*** Begin section ***

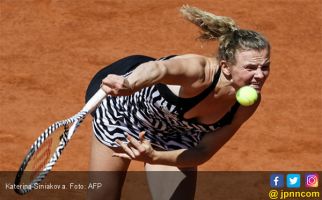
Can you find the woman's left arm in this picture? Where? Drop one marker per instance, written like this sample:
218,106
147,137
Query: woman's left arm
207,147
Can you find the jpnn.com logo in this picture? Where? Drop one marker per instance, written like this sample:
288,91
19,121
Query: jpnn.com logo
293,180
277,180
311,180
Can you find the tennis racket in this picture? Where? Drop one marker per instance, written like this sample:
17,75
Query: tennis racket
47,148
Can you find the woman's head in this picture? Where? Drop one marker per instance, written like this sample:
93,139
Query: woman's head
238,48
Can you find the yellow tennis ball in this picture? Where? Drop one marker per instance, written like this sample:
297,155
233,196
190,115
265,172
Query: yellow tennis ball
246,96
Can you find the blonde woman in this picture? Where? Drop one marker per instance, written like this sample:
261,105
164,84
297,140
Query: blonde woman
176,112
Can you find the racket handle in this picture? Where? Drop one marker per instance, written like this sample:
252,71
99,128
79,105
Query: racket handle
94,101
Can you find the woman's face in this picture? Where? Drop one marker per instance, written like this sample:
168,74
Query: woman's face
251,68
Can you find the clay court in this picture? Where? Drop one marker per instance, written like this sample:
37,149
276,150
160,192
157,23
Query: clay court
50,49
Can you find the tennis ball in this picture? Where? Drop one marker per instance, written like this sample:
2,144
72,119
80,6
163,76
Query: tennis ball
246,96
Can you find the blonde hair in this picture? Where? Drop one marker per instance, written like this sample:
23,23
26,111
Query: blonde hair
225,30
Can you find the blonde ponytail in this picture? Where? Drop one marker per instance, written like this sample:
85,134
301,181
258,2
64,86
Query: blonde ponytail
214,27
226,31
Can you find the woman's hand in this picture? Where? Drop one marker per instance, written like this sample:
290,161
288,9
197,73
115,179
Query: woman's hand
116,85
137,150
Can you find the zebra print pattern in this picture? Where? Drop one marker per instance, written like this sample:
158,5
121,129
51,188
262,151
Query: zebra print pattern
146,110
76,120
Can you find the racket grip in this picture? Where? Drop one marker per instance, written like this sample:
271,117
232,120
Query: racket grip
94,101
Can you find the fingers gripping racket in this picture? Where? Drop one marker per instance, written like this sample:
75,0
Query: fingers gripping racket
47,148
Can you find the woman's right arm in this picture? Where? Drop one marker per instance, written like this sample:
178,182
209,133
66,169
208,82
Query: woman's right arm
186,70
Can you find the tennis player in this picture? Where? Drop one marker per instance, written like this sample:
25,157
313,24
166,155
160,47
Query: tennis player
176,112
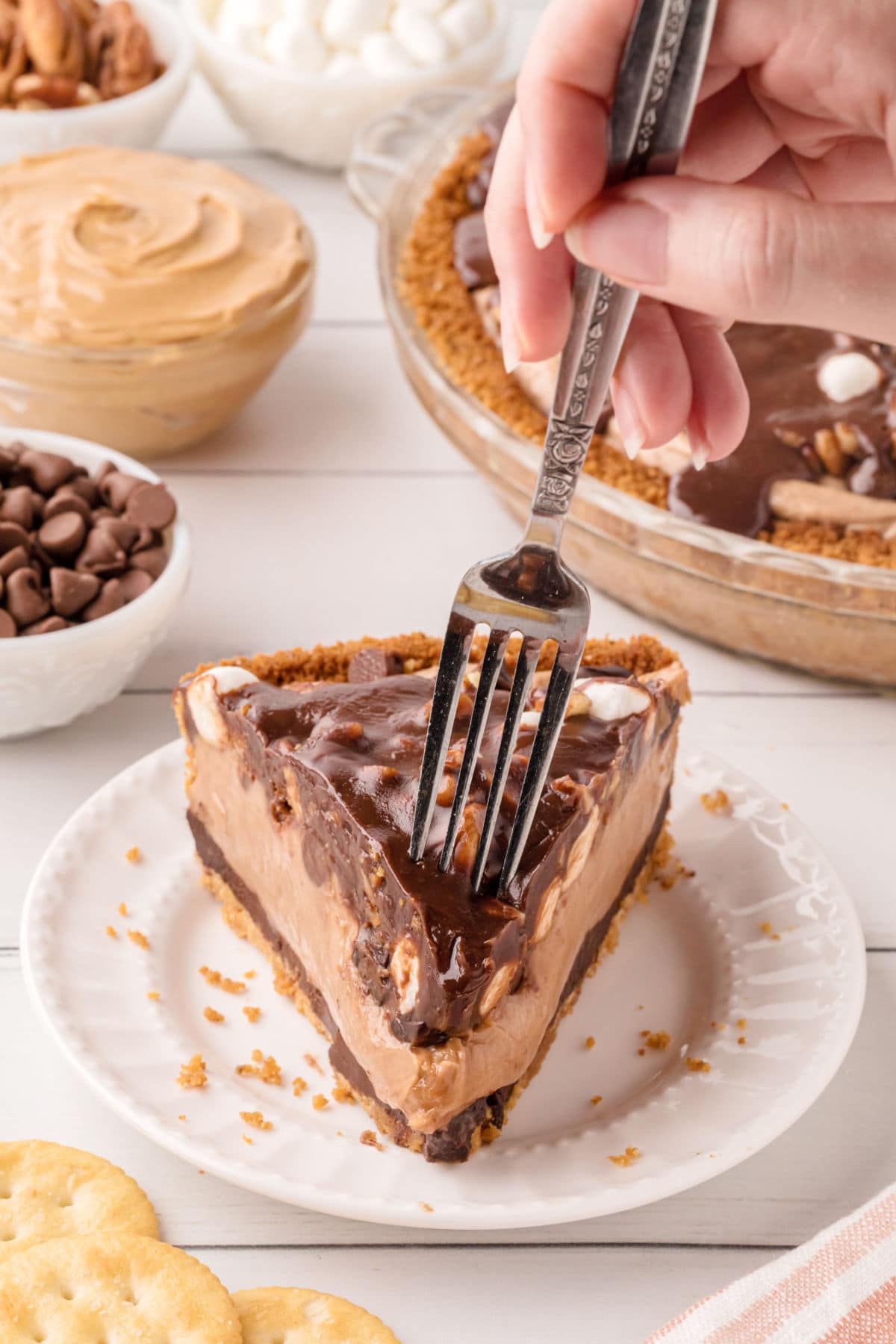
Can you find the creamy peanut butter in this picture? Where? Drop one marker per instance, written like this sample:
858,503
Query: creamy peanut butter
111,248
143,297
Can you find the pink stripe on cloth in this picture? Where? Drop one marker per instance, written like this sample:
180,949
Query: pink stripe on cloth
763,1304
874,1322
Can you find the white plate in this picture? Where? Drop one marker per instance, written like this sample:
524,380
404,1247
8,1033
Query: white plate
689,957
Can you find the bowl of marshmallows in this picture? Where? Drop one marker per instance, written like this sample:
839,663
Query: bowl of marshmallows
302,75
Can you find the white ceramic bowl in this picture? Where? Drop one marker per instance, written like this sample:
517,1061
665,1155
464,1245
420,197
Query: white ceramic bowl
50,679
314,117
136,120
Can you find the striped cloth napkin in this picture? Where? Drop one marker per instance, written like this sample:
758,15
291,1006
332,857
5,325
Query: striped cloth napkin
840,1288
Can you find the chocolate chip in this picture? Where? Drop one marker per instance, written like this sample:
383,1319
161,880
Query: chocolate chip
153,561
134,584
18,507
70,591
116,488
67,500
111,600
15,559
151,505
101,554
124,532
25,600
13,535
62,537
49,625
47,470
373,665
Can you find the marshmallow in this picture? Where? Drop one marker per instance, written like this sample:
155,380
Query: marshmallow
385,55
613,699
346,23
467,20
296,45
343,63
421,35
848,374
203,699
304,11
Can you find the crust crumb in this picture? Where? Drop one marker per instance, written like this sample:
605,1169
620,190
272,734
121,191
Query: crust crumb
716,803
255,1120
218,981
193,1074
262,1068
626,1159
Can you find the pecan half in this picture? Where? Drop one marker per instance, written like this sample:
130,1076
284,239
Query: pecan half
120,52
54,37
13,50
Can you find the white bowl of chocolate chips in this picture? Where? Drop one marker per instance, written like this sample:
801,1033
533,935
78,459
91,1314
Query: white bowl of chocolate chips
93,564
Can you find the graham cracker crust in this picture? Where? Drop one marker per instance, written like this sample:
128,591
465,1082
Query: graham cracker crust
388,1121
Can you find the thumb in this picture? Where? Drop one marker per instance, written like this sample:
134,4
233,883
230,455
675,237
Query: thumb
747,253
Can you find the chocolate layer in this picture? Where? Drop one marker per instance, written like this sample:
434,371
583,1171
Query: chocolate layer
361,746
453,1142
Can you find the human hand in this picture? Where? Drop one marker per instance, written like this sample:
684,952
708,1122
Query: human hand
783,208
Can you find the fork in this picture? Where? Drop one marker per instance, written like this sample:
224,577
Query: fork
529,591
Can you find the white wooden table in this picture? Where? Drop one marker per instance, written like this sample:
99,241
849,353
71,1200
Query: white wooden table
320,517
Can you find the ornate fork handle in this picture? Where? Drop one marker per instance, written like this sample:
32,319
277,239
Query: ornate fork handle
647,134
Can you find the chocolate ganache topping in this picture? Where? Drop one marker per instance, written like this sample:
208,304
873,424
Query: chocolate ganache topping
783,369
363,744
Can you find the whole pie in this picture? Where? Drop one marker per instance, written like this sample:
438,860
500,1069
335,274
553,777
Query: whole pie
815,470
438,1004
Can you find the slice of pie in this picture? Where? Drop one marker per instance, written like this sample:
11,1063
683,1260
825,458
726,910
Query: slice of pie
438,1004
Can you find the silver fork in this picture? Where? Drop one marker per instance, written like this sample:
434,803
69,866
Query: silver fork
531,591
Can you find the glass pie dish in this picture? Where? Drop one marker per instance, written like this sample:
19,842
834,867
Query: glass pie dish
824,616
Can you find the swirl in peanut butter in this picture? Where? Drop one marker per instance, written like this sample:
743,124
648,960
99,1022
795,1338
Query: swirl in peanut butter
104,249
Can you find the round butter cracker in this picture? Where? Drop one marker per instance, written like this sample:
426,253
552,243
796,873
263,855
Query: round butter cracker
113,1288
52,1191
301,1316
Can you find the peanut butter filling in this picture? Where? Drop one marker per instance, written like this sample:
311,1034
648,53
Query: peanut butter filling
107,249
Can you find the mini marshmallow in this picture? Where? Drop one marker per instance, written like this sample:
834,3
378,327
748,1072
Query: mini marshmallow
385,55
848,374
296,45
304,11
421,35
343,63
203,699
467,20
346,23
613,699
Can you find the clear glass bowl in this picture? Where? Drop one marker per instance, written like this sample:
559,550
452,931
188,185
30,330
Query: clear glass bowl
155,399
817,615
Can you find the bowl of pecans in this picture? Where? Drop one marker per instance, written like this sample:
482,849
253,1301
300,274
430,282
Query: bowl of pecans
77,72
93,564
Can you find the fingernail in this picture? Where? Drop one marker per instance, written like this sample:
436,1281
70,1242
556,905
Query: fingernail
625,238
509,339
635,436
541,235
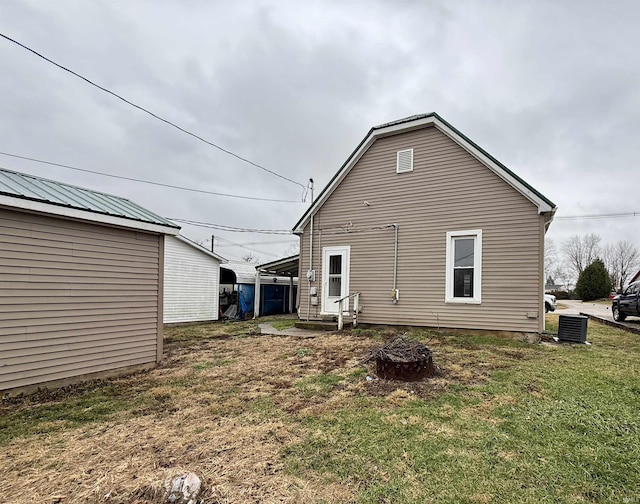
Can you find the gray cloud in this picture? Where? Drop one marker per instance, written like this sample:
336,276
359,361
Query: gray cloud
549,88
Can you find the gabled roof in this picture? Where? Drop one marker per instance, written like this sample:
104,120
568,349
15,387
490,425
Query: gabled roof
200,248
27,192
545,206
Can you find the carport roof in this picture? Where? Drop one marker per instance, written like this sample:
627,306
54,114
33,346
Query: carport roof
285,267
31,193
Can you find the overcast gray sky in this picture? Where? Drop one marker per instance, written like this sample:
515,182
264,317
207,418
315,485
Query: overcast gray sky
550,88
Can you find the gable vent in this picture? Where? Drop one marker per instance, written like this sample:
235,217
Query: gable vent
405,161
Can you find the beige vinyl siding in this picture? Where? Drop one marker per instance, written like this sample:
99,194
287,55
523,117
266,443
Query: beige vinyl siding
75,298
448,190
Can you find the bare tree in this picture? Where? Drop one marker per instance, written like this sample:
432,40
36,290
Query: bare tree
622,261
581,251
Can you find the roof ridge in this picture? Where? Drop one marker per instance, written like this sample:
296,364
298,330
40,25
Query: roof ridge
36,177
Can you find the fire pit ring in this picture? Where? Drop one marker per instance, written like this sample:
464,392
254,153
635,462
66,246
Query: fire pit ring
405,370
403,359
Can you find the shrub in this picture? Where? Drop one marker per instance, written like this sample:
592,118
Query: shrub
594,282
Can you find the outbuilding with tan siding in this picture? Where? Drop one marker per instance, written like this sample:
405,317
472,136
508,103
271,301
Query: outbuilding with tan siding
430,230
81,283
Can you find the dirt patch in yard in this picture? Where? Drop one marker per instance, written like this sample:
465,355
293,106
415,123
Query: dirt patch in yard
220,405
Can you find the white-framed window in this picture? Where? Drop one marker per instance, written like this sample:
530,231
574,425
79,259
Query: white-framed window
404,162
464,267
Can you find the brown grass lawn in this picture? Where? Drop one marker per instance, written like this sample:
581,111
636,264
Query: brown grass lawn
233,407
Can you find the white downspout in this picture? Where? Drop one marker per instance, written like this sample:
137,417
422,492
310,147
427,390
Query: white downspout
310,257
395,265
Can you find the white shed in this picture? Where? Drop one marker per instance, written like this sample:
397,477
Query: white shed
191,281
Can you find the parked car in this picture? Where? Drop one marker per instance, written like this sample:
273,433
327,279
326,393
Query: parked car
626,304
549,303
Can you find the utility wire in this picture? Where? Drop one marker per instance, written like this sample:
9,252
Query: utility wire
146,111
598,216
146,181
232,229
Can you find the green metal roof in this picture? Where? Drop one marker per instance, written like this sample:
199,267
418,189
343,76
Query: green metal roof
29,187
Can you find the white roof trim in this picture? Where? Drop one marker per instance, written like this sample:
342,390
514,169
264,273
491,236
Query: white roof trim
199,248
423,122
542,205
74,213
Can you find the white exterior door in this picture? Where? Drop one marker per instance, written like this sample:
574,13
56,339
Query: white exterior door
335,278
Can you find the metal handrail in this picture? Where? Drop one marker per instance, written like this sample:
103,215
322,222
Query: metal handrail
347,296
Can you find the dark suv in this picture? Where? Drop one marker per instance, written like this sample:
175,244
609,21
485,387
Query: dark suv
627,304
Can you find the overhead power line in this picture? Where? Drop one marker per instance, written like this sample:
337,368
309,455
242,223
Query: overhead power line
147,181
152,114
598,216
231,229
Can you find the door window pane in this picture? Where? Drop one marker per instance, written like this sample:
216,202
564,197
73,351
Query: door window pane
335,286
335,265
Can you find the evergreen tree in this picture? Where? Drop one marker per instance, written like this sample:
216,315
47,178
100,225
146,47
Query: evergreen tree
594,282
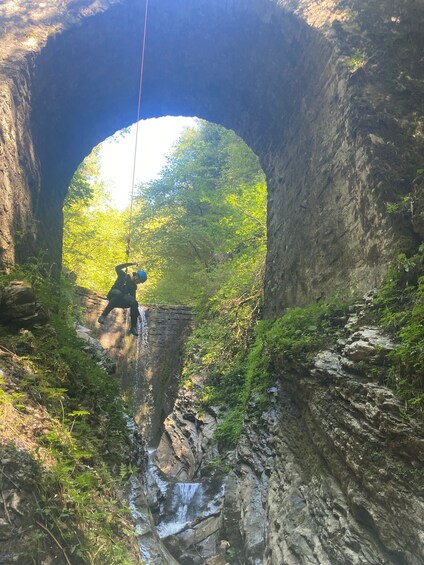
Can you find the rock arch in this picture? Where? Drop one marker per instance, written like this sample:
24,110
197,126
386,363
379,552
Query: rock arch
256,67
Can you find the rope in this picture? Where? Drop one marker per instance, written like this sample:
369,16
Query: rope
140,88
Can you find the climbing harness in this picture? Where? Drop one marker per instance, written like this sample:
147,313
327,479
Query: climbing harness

*** End section ***

Problem to work on:
Tally the lines of the records that hold the word "climbing" and output only the total.

Answer space:
2